TASK DETAILS:
Add 109 to every polygon vertex coordinate in the answers, then give again in full the lines from the one containing "Segment the blue" through the end of the lines, requests included.
|---|
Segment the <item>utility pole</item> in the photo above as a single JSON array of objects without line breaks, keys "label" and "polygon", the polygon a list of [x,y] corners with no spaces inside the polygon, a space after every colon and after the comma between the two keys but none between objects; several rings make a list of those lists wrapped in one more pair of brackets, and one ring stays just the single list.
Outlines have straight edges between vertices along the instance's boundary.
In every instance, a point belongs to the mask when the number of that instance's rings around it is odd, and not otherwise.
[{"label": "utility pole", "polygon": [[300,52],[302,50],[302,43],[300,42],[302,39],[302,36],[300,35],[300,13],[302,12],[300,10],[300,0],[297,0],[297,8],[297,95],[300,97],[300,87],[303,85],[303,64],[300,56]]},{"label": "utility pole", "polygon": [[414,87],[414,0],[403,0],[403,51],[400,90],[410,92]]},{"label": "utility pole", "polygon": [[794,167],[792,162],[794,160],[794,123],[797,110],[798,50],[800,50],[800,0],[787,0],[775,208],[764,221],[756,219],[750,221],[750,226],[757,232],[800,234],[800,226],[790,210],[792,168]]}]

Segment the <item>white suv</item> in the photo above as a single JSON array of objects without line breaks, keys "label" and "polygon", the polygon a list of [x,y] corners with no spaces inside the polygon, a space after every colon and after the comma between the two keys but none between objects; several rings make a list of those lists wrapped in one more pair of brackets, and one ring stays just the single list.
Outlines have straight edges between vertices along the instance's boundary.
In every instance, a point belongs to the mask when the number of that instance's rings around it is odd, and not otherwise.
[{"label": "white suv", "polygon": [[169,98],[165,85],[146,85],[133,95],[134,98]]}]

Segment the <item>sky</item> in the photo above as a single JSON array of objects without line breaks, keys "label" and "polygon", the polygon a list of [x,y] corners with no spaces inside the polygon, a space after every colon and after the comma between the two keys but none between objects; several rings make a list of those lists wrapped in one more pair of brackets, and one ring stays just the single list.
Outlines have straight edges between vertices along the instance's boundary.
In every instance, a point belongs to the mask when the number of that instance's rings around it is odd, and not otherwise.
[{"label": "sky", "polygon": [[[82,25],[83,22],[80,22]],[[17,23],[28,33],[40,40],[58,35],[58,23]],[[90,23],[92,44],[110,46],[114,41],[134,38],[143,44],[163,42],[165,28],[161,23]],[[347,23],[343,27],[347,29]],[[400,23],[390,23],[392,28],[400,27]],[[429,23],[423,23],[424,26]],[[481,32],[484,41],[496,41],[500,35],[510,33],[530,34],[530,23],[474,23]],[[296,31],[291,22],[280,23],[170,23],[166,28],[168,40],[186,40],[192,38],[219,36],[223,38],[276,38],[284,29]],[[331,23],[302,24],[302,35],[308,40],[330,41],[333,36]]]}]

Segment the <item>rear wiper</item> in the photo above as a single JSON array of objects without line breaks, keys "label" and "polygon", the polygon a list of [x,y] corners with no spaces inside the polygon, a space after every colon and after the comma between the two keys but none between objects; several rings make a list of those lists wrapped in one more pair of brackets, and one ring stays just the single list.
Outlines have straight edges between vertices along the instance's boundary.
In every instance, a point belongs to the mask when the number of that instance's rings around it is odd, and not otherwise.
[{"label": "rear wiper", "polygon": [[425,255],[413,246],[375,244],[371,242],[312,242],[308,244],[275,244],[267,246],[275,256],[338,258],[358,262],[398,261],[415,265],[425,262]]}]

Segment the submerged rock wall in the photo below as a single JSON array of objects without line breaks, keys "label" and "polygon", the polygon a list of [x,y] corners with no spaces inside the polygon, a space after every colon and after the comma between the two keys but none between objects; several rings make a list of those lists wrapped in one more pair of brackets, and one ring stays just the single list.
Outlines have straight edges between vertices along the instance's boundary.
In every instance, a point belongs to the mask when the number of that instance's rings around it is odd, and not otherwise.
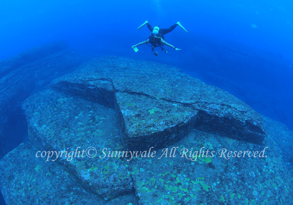
[{"label": "submerged rock wall", "polygon": [[192,128],[257,144],[266,134],[260,115],[240,100],[155,62],[95,59],[51,87],[111,107],[117,102],[128,149],[164,146]]},{"label": "submerged rock wall", "polygon": [[69,50],[66,43],[56,42],[0,62],[0,158],[26,135],[23,101],[85,59]]},{"label": "submerged rock wall", "polygon": [[[282,147],[293,140],[292,132],[266,118],[263,123],[241,101],[175,68],[96,59],[51,87],[24,101],[29,142],[0,160],[0,190],[8,205],[290,205],[293,200],[293,174],[287,166],[292,155],[285,157],[292,146]],[[153,158],[111,156],[151,146],[157,152]],[[89,147],[86,156],[78,152]],[[104,148],[107,156],[101,158]],[[228,159],[219,157],[222,148],[266,149],[266,157]],[[188,159],[181,157],[185,149],[209,152]],[[78,155],[55,154],[47,162],[36,157],[42,151]]]}]

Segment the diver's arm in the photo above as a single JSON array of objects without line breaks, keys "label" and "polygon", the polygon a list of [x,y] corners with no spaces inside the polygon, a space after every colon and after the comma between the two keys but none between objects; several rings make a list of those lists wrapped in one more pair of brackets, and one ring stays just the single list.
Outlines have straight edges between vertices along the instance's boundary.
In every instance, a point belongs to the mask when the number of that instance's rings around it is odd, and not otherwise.
[{"label": "diver's arm", "polygon": [[180,48],[176,48],[176,47],[175,47],[175,46],[173,46],[173,45],[171,45],[170,44],[169,44],[169,43],[168,43],[166,41],[164,41],[164,39],[161,39],[161,43],[165,44],[165,45],[167,45],[168,46],[170,46],[170,47],[171,47],[172,48],[174,48],[174,49],[175,50],[176,50],[176,51],[179,51],[179,50],[181,50],[181,49],[180,49]]},{"label": "diver's arm", "polygon": [[144,41],[143,42],[140,42],[139,43],[137,43],[136,45],[132,45],[131,47],[132,48],[134,48],[135,47],[138,46],[139,45],[142,45],[143,44],[147,43],[148,42],[149,42],[149,39],[147,39],[146,41]]}]

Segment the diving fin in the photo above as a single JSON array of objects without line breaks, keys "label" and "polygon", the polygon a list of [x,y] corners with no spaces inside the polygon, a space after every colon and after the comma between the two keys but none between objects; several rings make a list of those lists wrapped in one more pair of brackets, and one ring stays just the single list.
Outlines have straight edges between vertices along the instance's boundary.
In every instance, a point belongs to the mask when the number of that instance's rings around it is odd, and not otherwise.
[{"label": "diving fin", "polygon": [[141,25],[140,25],[138,28],[137,28],[137,30],[140,29],[141,28],[142,28],[144,26],[145,26],[146,25],[146,24],[148,23],[148,22],[147,22],[147,20],[146,20],[144,23],[143,23],[142,24],[141,24]]},{"label": "diving fin", "polygon": [[179,21],[177,22],[177,24],[178,25],[179,25],[179,26],[180,26],[182,29],[184,30],[184,31],[185,31],[186,32],[186,33],[187,33],[187,30],[185,28],[184,28],[184,27],[183,26],[182,26],[182,25],[181,25],[181,24],[180,23],[180,22]]},{"label": "diving fin", "polygon": [[138,49],[136,47],[132,47],[132,48],[133,48],[133,50],[134,50],[134,51],[135,51],[135,53],[136,53],[137,51],[138,51]]}]

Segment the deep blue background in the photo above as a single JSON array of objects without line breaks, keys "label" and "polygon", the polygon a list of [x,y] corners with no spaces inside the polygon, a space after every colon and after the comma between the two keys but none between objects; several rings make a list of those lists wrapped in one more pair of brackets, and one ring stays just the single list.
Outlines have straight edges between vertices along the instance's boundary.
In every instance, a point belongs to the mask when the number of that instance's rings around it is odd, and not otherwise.
[{"label": "deep blue background", "polygon": [[[15,0],[0,3],[0,59],[56,40],[97,55],[176,66],[224,89],[293,128],[292,0]],[[192,2],[191,2],[192,1]],[[146,45],[148,20],[167,27],[180,51],[156,57]]]},{"label": "deep blue background", "polygon": [[[0,60],[59,40],[75,49],[176,66],[228,91],[293,129],[293,1],[48,0],[0,1]],[[155,57],[146,20],[179,28],[165,36],[180,51]],[[22,136],[20,136],[22,137]],[[1,204],[0,199],[0,204]]]}]

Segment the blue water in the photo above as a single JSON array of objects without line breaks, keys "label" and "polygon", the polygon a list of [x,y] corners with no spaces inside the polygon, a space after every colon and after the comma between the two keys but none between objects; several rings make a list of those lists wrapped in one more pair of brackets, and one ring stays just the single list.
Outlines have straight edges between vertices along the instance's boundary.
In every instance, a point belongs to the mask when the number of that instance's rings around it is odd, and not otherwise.
[{"label": "blue water", "polygon": [[[79,52],[157,61],[220,87],[293,130],[293,1],[0,1],[0,61],[56,41]],[[147,20],[182,50],[146,45]],[[22,137],[23,136],[20,136]],[[0,196],[0,204],[4,203]]]},{"label": "blue water", "polygon": [[[56,40],[78,51],[173,65],[225,89],[293,128],[293,2],[11,0],[0,6],[0,59]],[[146,20],[177,27],[166,41],[182,50],[154,56]]]}]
|---|
OUTPUT BELOW:
Segment the blue water in the photo above as a single JSON array of objects without line breaks, keys "label" and "polygon", the polygon a list of [x,y] corners with no spaces inside the polygon, a space after every colon and after the comma between the two keys but none between objects; several rings make a list of those lists wrapped in one more pair of brackets, and one ring stays just the single list.
Outlines have straight edges between vertices along the instance's boundary.
In every instance, a point belongs to the mask when the number of that instance's rings around it is odd, and not otherwise.
[{"label": "blue water", "polygon": [[[188,161],[266,170],[329,196],[402,239],[402,110],[109,110],[109,170],[165,150]],[[256,129],[291,159],[255,154]],[[131,246],[132,245],[129,245]],[[109,305],[109,313],[113,312]]]},{"label": "blue water", "polygon": [[[165,149],[187,160],[282,174],[334,198],[402,237],[402,111],[120,109],[109,115],[109,168]],[[255,129],[286,136],[275,150],[291,159],[263,165]]]}]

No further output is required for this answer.